Durante ese tiempo, David devastaba los pueblos paganos que vivían en los vecindarios; y gozaba de la total confianza de Aquis.

Cierto día, los filisteos decidieron atacar a los hebreos.

Incluso muerto, el profeta Samuel increpa a Saúl

Saúl había prohibido en Israel «toda magia y evocación de espíritus» (I Sm 28, 3). Pero, hombre vacío de seriedad y lleno de contradicciones, él mismo, vistiéndose de modo a disfrazarse, fue durante la noche hasta la casa de una
mujer «evocadora de espíritus», y pidió que ella invocase a Samuel.

Y «mientras la hechicera preparaba las acostumbradas artimañas para engañar al rey, Dios, no por virtud de ella, sino por su imperscrutable decreto, hizo oír la voz del profeta» 3, que lanzó increpaciones contra Saúl, diciendo que él perdiera la realeza, la cual había pasado a David, pues no obedeciera a la voz del Señor ni hiciera que los amalecitas sintiesen el furor de la ira de Dios (cf. I Sm 28, 18). Agregó que Israel sería derrotado por los filisteos, y Saúl así como sus hijos morirían.

Oyendo tales palabras, Saúl quedó asustado y cayó por tierra. Después se rehízo un tanto y volvió a su casa. La Doctrina Católica condena la evocación de los muertos 4. Pero en ese caso, comenta el gran exegeta Fillion, «fue obra del propio Dios, que envió al profeta para terminar la predicción terrible que él antes había iniciado contra Saúl» 5, consignada en I Sm 15, 23-33.

Tareas del ejercicio.
1. Según el relato sobre Saúl, ¿qué había prohibido Saúl en Israel?
2. Prosiga el relato sobre Saúl a partir de su última oración.
Las entradas no son necesarias para resolver estas tareas.

Extractos de datos.
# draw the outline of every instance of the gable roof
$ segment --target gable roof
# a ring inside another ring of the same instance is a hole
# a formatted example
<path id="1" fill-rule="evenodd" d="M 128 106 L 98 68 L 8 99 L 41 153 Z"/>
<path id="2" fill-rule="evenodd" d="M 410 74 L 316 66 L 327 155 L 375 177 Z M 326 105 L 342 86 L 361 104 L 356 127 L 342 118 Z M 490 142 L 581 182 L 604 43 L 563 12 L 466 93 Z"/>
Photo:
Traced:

==

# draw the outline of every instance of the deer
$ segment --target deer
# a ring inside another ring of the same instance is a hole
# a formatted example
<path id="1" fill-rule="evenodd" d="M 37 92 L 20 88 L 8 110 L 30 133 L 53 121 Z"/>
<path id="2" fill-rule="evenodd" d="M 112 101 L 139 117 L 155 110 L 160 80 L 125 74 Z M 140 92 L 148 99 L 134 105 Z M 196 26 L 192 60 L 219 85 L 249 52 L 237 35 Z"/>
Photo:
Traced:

--

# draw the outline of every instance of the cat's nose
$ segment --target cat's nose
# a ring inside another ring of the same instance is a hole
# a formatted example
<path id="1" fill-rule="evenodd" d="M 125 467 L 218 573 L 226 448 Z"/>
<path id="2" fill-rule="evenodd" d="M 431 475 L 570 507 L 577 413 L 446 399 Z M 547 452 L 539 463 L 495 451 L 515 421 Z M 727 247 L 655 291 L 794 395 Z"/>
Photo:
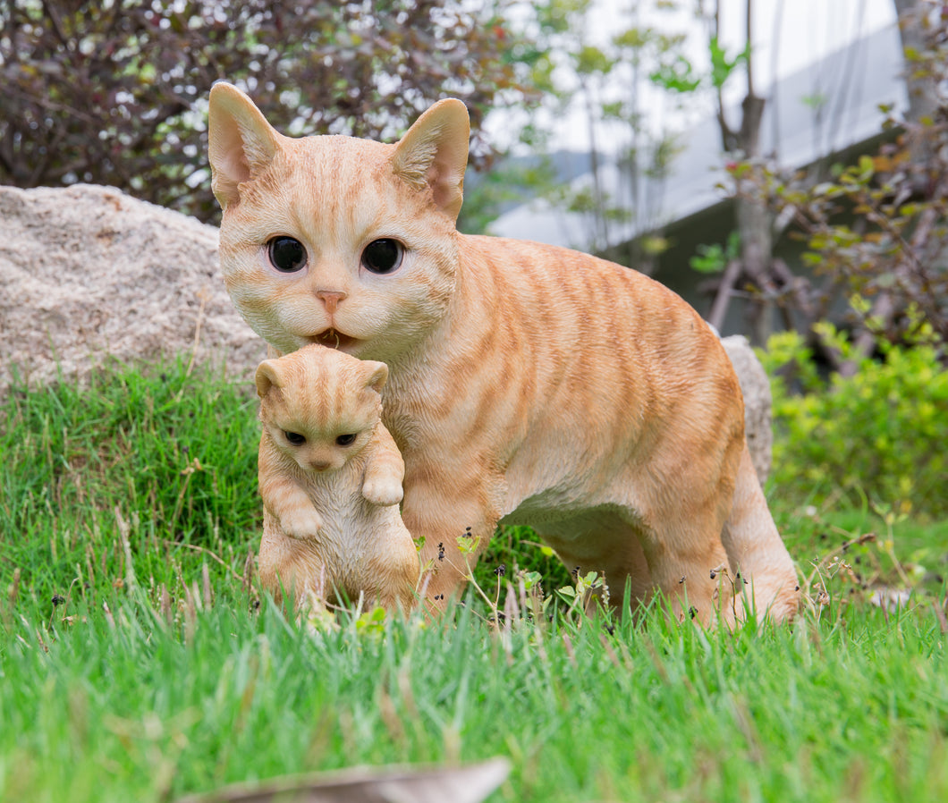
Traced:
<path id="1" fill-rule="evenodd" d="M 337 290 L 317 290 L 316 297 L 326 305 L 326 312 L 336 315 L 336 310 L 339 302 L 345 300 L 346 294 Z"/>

Respuestas.
1. Había prohibido «toda magia y evocación de espíritus».

2.
David se aleja de los filisteos…

Mientras tanto, los filisteos resolvieron atacar Israel. En la disposición de las tropas, David y sus hombres, en número de 600, quedaron en la retaguardia, juntamente con el rey Aquis.

Pero los jefes de los filisteos dijeron a su rey que David podría tornarse adversario de ellos cuando la batalla comenzase. Entonces, Aquis llamó a David, le hizo los mayores elogios, diciéndole inclusive: «Tu eres valioso a mis ojos como un Ángel de Dios» (I Sm 29, 9); sin embargo, agregó que, debido a las insistencias de los príncipes filisteos, David debería retirarse con sus soldados.

Fue providencial esa resolución de los jefes filisteos, pues David jamás lucharía contra sus hermanos hebreos. Si esto no hubiese sucedido, él encontraría otro razón para librarse del combate. 6

David y sus soldados volvieron y después de tres días llegaron a Siceleg, la cual había sido incendiada por los amalecitas, que llevaron cautivos a todos los habitantes, inclusive Aquinoam y Abigail, mujeres de David.

… y embiste contra los amalecitas

Eso causó profunda consternación a David y sus hombres. El valiente guerrero recurrió a Dios que le recomendó perseguir a los amalecitas. Y, con sus 600 soldados, él partió. Pero, en la larga caminata, 200 de ellos quedaron exhaustos y no pudieron continuar.

Entonces, con apenas 400 hombres, David se precipitó sobre los amalecitas que estaban comiendo y bebiendo, y los derrotó. Liberó a todos los cautivos y recuperó todo aquello que los amalecitas habían robado, además de otros despojos. Regresando a Siceleg, David envió parte del espolio a los ancianos de Judá, sus amigos, diciendo: «Recibid como homenaje a vosotros una parte del espolio de los enemigos del Señor» (I Sm 30, 26).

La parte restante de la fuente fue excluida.